#### TASK INPUTS
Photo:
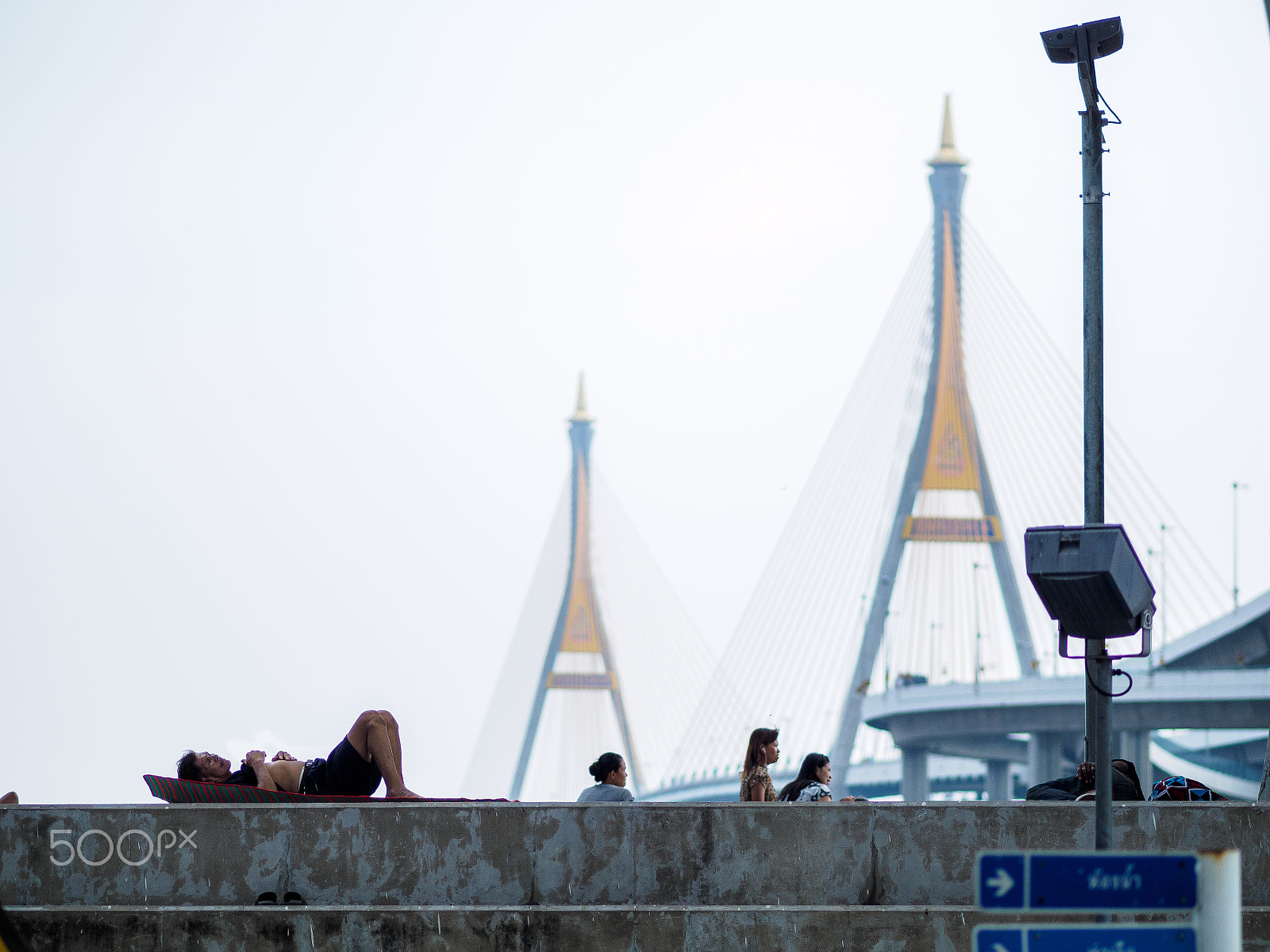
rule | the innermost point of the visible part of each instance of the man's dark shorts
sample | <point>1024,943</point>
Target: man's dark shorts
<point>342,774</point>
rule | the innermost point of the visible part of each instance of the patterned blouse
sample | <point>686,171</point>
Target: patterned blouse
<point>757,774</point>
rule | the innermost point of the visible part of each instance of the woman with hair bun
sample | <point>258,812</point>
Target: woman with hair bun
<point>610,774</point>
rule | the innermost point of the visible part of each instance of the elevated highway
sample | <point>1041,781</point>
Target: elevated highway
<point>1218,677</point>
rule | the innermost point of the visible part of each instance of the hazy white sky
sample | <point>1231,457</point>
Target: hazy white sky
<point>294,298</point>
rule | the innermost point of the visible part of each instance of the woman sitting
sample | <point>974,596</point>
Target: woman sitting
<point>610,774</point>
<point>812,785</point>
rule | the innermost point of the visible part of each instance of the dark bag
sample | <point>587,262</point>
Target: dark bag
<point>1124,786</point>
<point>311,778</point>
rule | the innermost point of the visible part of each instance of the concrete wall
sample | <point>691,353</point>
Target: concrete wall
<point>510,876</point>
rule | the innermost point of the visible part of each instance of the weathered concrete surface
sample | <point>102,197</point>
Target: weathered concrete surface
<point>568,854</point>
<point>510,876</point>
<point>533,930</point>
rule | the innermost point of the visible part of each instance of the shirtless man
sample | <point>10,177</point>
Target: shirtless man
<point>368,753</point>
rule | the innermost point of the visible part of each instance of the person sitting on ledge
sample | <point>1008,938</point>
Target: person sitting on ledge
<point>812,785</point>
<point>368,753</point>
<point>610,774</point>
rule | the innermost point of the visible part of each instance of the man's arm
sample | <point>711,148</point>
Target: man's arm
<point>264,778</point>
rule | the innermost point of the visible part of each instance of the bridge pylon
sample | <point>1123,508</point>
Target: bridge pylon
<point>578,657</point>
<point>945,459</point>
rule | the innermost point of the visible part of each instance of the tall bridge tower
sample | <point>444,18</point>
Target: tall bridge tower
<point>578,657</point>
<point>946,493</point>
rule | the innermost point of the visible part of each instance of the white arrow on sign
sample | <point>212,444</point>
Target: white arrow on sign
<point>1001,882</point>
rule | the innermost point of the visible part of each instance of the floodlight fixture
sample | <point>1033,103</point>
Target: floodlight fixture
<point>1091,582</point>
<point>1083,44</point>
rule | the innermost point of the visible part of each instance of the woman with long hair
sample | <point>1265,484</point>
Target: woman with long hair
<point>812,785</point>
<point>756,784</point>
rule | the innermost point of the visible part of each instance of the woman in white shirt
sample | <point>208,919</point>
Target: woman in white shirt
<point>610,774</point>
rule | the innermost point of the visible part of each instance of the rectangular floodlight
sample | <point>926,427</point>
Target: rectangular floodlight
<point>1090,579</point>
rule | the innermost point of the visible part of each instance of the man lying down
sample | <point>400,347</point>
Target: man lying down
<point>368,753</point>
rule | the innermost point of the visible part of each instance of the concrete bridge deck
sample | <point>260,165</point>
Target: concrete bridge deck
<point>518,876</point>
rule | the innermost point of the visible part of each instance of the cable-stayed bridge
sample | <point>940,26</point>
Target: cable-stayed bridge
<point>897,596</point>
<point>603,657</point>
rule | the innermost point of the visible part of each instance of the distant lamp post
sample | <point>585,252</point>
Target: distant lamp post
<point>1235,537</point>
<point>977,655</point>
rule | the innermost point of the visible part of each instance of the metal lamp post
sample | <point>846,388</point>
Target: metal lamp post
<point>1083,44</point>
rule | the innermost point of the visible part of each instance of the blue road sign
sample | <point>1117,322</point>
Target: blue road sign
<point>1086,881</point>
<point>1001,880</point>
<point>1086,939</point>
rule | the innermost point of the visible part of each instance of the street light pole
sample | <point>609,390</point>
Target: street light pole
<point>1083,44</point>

#### WHAT IS ASKED
Each entry must be retyped word for word, with every image omitted.

#### SOLUTION BELOW
Photo:
rule | the innermost point of the visible part of each instance of the man's dark shorts
sample | <point>1024,943</point>
Target: man's dark shorts
<point>342,774</point>
rule | the innermost point of the visible part of each instance of the patterned blouse
sample | <point>686,171</point>
Target: patterned blouse
<point>757,774</point>
rule | the innermost point of the visible part of each instance of the woman with hair bun
sample | <point>258,812</point>
Target: woman with hair bun
<point>610,774</point>
rule | the innermost point of the visible part of each instance of the elevated highway
sample | <point>1041,781</point>
Target: elevated highway
<point>1218,677</point>
rule | the innermost point of the visible part of each instance of the hazy white sky
sample | <point>1231,457</point>
Target: hazy white sky
<point>294,298</point>
rule | the innermost point of the visible part of each instance of the woman sitting
sample | <point>974,596</point>
Target: woman sitting
<point>610,774</point>
<point>812,785</point>
rule | the innermost point of the visible part of each instance of the dark bag
sample | <point>587,262</point>
Target: dark bag
<point>1124,786</point>
<point>311,778</point>
rule | the innermost point of the visible part of each instance of the concrete wall
sample | <point>691,353</point>
Target: concrete wall
<point>510,876</point>
rule | the innermost point of the visible part of each instance of the weathered concrete surface
sample | <point>102,197</point>
Target: weathered concrete surface
<point>568,854</point>
<point>510,876</point>
<point>533,930</point>
rule | the innermost point of the visible part of each instance of the shirtless man
sample | <point>10,177</point>
Target: shirtless man
<point>368,753</point>
rule | the innermost point of the visible part of each instance of the person sitting on ledge
sample | <point>1008,938</point>
Target: person sitting on ledge
<point>812,785</point>
<point>368,753</point>
<point>610,774</point>
rule | the innermost point of the visible part of each instance of the man's arm
sample | <point>711,148</point>
Target: man's arm
<point>264,778</point>
rule | the innermost point of the visible part of each instance of the bridge pylon
sample | <point>1123,508</point>
Target: bridge pylon
<point>578,657</point>
<point>945,459</point>
rule | the innermost point of the visible part of each instance of the tall bridge tower
sample | <point>444,18</point>
Target: tall bridge tower
<point>578,657</point>
<point>946,493</point>
rule | the innermost point of the visible part of each instance of the white arrow on sign
sample | <point>212,444</point>
Target: white arrow on sign
<point>1001,882</point>
rule | the innermost point of the visible part of each instance of the floodlight fixture
sample | <point>1033,103</point>
Target: floodlight fixture
<point>1091,582</point>
<point>1083,44</point>
rule | the innermost point of the visible part of each instance of the woman with long hair
sample | <point>1265,484</point>
Target: woman with long hair
<point>812,785</point>
<point>756,784</point>
rule | the innermost point of the visible part of each instance of the woman in white shirt
sample | <point>208,919</point>
Target: woman in white shirt
<point>610,774</point>
rule | the innermost point of the visible part of each instance of the rectangular floodlight
sample | <point>926,427</point>
Target: rectangular floodlight
<point>1090,579</point>
rule | the innermost point of the visible part of each instance of the man lying down
sample | <point>400,347</point>
Target: man lying down
<point>368,753</point>
rule | the innermost point of the visible part of each instance of the concrete bridge deck
sample | <point>260,165</point>
Target: concrete bridge deck
<point>518,876</point>
rule | the innermost point of the visible part of each instance of the cable-stayed bridge
sample | <point>940,26</point>
Target: cable-stayed bridge
<point>897,596</point>
<point>603,657</point>
rule | the innermost point of the visible part of each instance of the distant lamp post
sample | <point>585,252</point>
Target: distant lamp post
<point>1235,537</point>
<point>977,655</point>
rule | the innermost point of the visible part of each instance of the metal lamp post
sample | <point>846,388</point>
Target: metal lamp post
<point>1083,44</point>
rule | the innermost point of the visible part of each instance of the blue road sign
sample | <point>1117,322</point>
Target: blue road sign
<point>1086,881</point>
<point>1001,880</point>
<point>1086,939</point>
rule | the innermost point of the visible part of each instance of the street light pole
sample | <point>609,390</point>
Target: street light pole
<point>1083,44</point>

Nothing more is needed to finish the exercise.